Given request
Can you list every line below that contains the string "parking", copying each one in full?

**** Extracted records

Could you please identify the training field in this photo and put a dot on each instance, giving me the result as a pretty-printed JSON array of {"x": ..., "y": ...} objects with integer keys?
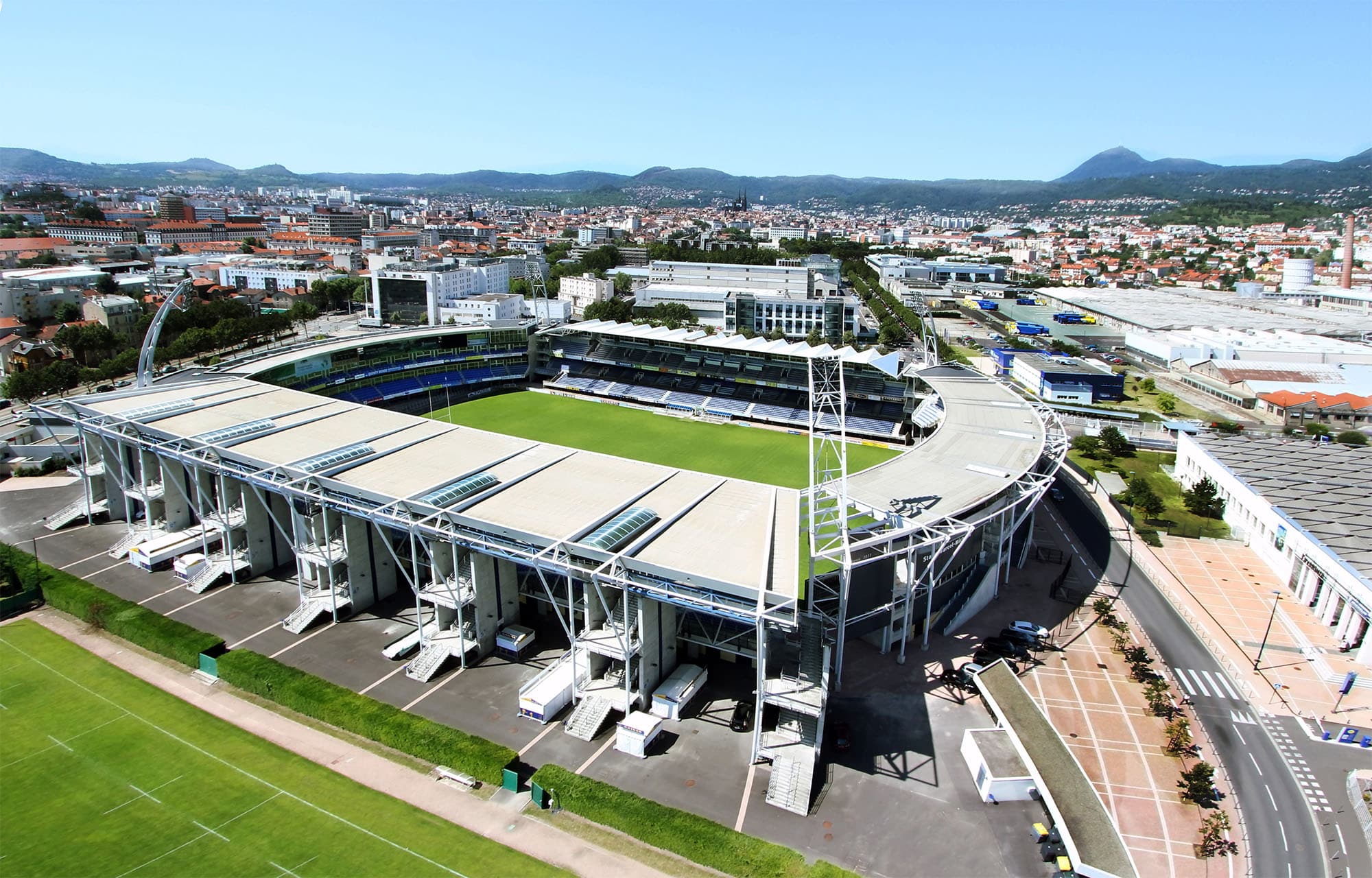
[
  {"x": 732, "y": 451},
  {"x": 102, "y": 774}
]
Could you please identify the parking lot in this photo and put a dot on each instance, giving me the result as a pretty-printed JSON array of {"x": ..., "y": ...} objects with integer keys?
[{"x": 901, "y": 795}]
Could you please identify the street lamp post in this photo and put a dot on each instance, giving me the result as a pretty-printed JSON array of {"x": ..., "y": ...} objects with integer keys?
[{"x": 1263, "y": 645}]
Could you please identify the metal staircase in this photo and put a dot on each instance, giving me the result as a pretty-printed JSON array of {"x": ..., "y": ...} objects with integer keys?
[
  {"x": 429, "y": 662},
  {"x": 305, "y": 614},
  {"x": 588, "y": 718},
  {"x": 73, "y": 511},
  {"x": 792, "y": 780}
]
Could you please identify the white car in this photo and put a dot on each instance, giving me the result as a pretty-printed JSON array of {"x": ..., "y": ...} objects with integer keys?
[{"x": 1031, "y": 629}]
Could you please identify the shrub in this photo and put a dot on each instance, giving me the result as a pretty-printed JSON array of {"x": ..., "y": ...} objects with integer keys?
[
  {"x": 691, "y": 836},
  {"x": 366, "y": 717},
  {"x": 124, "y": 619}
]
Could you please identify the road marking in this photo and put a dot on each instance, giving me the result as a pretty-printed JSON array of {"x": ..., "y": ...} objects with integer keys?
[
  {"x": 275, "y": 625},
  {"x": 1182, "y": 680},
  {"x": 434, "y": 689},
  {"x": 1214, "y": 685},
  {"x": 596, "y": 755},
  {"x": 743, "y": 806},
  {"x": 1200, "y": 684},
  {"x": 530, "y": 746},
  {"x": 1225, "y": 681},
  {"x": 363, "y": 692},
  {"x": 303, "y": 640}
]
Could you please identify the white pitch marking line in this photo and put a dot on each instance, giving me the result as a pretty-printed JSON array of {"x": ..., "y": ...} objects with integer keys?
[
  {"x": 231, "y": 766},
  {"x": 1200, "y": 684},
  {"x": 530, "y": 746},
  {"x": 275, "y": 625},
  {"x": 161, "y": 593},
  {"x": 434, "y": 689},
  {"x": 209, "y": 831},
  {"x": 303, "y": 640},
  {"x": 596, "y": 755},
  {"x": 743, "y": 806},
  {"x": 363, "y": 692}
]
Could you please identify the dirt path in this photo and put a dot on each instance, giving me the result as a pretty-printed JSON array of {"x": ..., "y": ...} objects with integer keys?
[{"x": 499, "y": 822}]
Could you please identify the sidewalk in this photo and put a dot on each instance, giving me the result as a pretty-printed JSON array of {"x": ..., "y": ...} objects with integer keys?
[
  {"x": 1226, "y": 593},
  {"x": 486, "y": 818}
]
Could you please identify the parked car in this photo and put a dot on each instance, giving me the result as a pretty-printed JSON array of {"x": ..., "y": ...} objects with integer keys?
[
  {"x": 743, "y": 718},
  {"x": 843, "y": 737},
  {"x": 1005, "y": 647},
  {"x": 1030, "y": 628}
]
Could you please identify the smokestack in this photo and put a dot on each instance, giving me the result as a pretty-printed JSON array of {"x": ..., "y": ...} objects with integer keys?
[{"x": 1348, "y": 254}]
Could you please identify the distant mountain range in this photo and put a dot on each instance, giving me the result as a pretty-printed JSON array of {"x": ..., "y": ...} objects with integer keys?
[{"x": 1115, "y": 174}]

********
**** Extracted records

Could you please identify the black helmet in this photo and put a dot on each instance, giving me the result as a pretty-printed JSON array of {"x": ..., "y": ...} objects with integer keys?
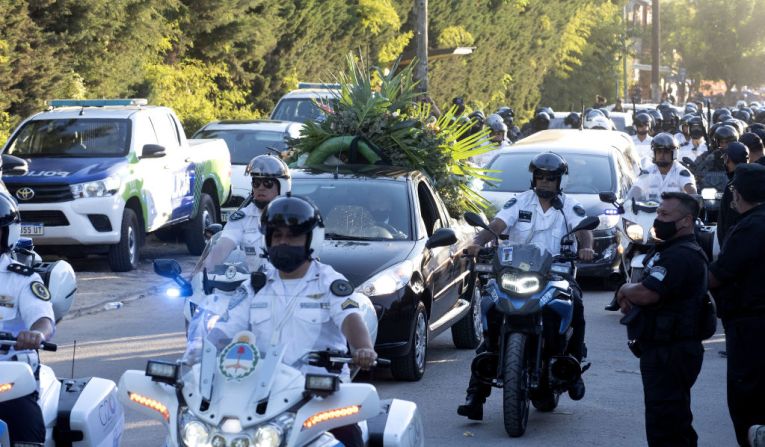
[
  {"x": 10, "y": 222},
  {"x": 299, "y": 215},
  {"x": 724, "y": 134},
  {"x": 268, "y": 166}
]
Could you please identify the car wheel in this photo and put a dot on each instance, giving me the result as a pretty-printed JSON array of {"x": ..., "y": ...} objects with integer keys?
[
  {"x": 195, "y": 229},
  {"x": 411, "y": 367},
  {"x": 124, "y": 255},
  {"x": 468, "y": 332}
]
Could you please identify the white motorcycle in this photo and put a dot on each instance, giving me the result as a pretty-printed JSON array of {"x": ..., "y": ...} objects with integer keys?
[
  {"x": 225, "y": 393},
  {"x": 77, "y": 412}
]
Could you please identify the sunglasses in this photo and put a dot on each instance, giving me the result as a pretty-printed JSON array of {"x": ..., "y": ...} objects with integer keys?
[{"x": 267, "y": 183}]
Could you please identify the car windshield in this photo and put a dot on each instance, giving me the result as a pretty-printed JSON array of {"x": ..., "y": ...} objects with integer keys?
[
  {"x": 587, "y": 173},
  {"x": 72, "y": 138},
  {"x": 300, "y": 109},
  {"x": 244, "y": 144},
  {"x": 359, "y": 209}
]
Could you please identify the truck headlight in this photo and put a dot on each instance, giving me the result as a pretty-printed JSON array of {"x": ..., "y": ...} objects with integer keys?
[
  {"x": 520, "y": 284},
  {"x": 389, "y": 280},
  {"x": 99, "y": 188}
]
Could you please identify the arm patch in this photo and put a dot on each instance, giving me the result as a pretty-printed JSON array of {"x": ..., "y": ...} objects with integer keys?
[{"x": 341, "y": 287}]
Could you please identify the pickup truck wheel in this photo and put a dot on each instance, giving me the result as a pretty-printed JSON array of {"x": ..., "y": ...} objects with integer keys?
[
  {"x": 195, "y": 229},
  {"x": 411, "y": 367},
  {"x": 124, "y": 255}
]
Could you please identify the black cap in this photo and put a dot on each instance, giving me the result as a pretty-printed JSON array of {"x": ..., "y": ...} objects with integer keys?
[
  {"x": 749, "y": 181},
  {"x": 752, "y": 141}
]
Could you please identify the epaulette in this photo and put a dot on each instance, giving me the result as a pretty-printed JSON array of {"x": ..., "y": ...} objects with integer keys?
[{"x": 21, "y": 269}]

********

Completed task
Could you please identify the parking lot in this photo and put a dot on each instance, giving me the result as a pretty-printed JSON array of {"x": ..., "y": ...} objects with integer keys?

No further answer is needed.